• **OBJECTIVE**
Reproduce the listing below line for line, changing nothing.

• **TASK DATA**
****************************************

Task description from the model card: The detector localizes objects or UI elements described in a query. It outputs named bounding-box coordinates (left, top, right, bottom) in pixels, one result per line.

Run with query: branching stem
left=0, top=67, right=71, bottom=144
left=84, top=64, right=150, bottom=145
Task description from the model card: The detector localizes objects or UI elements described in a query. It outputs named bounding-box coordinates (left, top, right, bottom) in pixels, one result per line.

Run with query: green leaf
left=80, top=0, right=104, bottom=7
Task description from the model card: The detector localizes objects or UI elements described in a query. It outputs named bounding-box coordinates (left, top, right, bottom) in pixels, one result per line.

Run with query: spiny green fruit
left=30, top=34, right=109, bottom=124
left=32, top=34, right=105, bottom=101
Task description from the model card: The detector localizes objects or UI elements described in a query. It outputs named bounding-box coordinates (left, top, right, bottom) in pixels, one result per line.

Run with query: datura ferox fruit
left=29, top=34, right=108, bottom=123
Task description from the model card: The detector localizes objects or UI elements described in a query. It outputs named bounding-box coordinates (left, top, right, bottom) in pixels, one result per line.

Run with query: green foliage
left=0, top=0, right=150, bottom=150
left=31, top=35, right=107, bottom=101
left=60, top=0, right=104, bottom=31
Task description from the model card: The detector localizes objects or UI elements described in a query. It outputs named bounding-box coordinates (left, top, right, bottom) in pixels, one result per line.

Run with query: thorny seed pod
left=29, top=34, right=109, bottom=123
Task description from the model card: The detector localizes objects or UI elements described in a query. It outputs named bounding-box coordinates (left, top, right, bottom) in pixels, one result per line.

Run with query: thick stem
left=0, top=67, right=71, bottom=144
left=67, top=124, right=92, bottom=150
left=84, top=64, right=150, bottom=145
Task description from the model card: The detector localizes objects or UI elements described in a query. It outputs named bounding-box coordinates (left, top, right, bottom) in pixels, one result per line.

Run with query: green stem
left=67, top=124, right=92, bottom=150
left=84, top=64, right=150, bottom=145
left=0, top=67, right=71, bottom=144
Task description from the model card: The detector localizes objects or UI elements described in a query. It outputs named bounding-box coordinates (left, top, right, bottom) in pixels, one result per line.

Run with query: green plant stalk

****************************************

• **FINISHED TASK**
Task description from the model card: The detector localizes objects or UI elements described in a query. It outputs named bounding-box coordinates (left, top, right, bottom) in pixels, one result per line.

Run with query: branching stem
left=0, top=67, right=71, bottom=144
left=84, top=64, right=150, bottom=145
Task description from the model card: The detector localizes objects or UI elements described in a query. It outputs named bounding-box coordinates (left, top, right, bottom) in pixels, one result per line.

Run with query: green leaf
left=80, top=0, right=104, bottom=7
Task description from the model card: The detector localizes objects or UI elements described in a query. It outputs named bounding-box coordinates (left, top, right, bottom) in pixels, one result per line.

Run with query: spiny green fruit
left=30, top=34, right=109, bottom=124
left=32, top=34, right=105, bottom=101
Task description from the model card: The detector localizes objects or UI elements described in a query. It outputs named bounding-box coordinates (left, top, right, bottom) in pixels, one result per line.

Run with query: datura ferox fruit
left=29, top=34, right=108, bottom=123
Task description from the model card: The detector localizes objects or UI elements described in a query. It outputs named bounding-box coordinates (left, top, right, bottom) in pixels, one result per line.

Run with query: green foliage
left=0, top=0, right=150, bottom=150
left=31, top=35, right=107, bottom=101
left=60, top=0, right=104, bottom=31
Task description from the model card: The detector localizes objects or UI elements described in a query. It outputs named bounding-box coordinates (left, top, right, bottom) in pixels, one result per line.

Run with query: thorny seed pod
left=29, top=34, right=109, bottom=123
Task description from the model card: The detector localizes objects or UI elements described in a query. It outputs named bounding-box coordinates (left, top, right, bottom) in pixels, one result per line.

Run with query: thick stem
left=0, top=67, right=71, bottom=144
left=67, top=124, right=92, bottom=150
left=84, top=64, right=150, bottom=145
Task description from the model card: The detector localizes objects or UI elements described in a query. It outputs named bounding-box coordinates (left, top, right, bottom) in pixels, one result per line.

Run with query: green stem
left=67, top=124, right=92, bottom=150
left=84, top=64, right=150, bottom=145
left=0, top=67, right=71, bottom=144
Task description from the model card: The detector localizes objects or UI elements described in a query. It outputs named bounding-box coordinates (left, top, right, bottom) in pixels, one result per line.

Run with query: green plant stalk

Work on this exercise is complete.